Page text:
* * *

The 10th Welsh had now come up to reinforce the left of the 114th Brigade, losing their colonel, Rickets, as they advanced into the wood. The 19th Welsh Pioneer Battalion also came forward to consolidate what had been won. There was a considerable pause in the advance, during which two battalions — the 17th Welsh Fusiliers and the 10th South Wales Borderers from the Reserve Brigade, 115th—came up to thicken the line. At about four, the attack was renewed, until at least two-thirds of the wood had been gained. The South Wales Borderers worked up the eastern side, pushing the defenders into the open, where they were shot down by British machine-guns in Caterpillar Wood and Marlborough Wood. About 50 yards from the northern end the khaki line was at last held up and remained there, crouching in shell-holes or behind broken trunks. The main resistance came from a trench outside the wood, and it was eventually determined to bombard it, for which purpose the troops were withdrawn some hundreds of yards. Late in the evening there was another gallant attempt to get the edge of the wood, but the trench was as venomous as ever, and the main German second line behind it was sweeping the underwood with bullets, so the advance was halted for the night.

* * *

Record excerpts:
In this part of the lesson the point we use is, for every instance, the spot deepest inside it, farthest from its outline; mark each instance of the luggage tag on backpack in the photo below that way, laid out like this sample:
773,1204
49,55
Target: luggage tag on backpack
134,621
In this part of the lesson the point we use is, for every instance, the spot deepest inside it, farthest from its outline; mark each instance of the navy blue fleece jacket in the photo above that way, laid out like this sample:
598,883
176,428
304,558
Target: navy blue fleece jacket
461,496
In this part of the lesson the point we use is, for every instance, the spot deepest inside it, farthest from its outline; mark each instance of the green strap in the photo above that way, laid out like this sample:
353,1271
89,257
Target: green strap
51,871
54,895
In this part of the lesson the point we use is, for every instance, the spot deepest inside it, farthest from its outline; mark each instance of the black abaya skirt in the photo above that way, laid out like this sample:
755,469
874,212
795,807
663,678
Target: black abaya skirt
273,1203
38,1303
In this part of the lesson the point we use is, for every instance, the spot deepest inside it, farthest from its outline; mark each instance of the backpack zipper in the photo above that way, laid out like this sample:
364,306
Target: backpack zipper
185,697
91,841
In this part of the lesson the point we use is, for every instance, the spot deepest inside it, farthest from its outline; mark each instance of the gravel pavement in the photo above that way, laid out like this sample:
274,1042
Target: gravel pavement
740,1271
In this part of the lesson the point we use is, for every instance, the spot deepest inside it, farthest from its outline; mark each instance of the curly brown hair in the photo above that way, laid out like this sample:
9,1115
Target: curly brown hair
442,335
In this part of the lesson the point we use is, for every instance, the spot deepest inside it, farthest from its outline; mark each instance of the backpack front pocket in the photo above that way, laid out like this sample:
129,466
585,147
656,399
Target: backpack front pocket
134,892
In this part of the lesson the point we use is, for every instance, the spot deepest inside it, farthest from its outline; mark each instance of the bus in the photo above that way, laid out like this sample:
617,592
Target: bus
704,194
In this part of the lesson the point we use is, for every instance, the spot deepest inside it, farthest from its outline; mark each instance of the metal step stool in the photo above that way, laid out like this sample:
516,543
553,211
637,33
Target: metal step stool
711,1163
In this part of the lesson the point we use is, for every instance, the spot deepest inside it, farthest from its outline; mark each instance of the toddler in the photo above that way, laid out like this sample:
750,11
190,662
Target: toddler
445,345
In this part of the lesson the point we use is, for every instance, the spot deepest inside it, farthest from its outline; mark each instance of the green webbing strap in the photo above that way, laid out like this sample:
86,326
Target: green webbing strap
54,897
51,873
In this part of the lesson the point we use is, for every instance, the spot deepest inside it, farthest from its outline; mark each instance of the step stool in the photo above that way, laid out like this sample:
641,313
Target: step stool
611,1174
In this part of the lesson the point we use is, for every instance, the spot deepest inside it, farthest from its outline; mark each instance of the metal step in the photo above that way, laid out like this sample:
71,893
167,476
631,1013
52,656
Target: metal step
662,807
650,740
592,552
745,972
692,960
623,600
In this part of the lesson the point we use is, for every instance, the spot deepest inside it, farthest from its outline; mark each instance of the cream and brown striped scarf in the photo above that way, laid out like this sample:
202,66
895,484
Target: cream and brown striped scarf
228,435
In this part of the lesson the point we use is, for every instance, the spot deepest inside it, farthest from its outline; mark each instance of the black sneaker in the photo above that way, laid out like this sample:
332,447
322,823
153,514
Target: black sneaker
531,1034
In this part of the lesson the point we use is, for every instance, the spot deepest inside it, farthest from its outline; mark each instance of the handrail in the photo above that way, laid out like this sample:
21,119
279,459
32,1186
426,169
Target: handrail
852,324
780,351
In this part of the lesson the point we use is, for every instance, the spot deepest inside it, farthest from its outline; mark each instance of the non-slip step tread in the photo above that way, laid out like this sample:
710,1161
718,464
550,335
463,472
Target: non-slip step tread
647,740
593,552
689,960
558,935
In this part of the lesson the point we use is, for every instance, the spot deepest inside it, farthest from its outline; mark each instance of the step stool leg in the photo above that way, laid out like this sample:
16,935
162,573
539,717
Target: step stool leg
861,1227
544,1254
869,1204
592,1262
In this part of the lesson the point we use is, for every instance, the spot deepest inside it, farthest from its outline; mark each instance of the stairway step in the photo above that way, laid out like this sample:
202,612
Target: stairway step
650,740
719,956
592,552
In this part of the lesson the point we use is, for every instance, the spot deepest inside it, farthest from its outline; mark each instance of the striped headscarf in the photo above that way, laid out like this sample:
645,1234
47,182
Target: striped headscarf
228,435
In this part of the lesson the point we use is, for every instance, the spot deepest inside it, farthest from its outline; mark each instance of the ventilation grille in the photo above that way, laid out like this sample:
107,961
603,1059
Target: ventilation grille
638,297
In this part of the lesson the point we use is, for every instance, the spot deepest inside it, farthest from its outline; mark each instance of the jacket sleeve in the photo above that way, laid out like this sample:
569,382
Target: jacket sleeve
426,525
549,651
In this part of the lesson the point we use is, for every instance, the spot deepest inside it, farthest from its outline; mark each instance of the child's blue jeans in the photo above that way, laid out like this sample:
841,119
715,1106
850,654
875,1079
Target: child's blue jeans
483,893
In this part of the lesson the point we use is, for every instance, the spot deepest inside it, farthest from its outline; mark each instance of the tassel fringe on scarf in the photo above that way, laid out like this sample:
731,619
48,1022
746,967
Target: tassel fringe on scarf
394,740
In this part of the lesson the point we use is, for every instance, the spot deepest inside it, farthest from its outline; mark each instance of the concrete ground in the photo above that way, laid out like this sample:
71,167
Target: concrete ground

* * *

What is asked:
1. According to the battle account, which two woods held the British machine-guns that shot down the defenders pushed into the open?
2. Decide whether each statement agrees with the battle account, and support each yes or no with the deciding words from it: (a) The 10th Welsh lost their colonel while advancing into the wood. (b) The khaki line was held up about 100 yards from the northern end of the wood. (c) The troops were pulled back some hundreds of yards so that the trench outside the wood could be bombarded.

Task-by-task results:
1. Caterpillar Wood and Marlborough Wood.

2.
(a) Yes: "losing their colonel, Rickets, as they advanced into the wood"
(b) No: "About 50 yards from the northern end the khaki line was at last held up"
(c) Yes: "it was eventually determined to bombard it, for which purpose the troops were withdrawn some hundreds of yards"